— Begin —
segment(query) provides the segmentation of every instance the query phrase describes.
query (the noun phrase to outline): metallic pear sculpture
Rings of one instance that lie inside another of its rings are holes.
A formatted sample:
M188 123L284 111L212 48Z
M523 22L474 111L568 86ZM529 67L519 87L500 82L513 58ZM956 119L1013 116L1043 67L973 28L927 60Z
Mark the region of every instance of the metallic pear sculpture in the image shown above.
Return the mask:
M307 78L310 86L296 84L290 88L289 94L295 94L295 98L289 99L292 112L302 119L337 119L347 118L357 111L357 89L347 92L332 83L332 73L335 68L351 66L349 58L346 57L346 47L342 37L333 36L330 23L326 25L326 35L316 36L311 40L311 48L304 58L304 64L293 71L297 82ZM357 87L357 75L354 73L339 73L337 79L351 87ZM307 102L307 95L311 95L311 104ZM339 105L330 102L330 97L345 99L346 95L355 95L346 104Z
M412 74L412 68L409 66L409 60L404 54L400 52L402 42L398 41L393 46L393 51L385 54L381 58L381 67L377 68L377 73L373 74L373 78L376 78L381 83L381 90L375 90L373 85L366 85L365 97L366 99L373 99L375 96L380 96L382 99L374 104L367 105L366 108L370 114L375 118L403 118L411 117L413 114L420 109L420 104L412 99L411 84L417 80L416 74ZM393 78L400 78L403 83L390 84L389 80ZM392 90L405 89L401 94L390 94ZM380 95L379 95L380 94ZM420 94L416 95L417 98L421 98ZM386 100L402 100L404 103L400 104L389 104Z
— End —
▶ _Instructions to follow_: Copy every line of the records above word for word, with nothing changed.

▶ _Reply_:
segment(query) provides the segmentation of every instance the query phrase describes.
query (the noun phrase to outline): metallic pear sculpture
Rings of one instance that lie inside another of its rings are holes.
A formatted sample:
M188 123L284 111L212 48Z
M523 22L474 111L568 86ZM529 67L519 87L500 82L513 58ZM956 119L1013 116L1043 67L973 28L927 60Z
Mark the region of every instance of the metallic pear sculpture in the image shown above.
Return the mask:
M307 78L310 86L296 84L290 88L289 94L295 94L295 98L289 99L292 112L302 119L337 119L347 118L357 111L357 89L347 92L332 83L332 73L335 68L351 66L349 58L346 57L346 47L342 37L333 36L330 23L326 25L326 35L316 36L311 40L311 48L304 58L304 64L293 71L297 82ZM357 87L357 75L354 73L339 73L337 79L351 87ZM307 102L307 95L311 95L311 104ZM339 105L330 102L330 97L345 99L346 95L355 95L346 104Z
M412 74L412 68L409 66L409 60L404 54L400 52L402 42L398 41L393 46L393 51L385 54L381 58L381 67L377 68L377 73L373 74L373 78L376 78L381 83L381 90L375 90L373 85L366 85L365 97L366 99L373 99L375 96L380 96L382 99L374 104L367 105L366 108L370 114L375 118L403 118L411 117L413 114L420 109L420 104L412 99L411 84L417 80L416 74ZM393 78L400 78L403 83L390 84L389 80ZM392 90L405 89L401 94L390 94ZM380 95L379 95L380 94ZM420 94L416 95L417 98L421 98ZM386 100L402 100L404 103L400 104L389 104Z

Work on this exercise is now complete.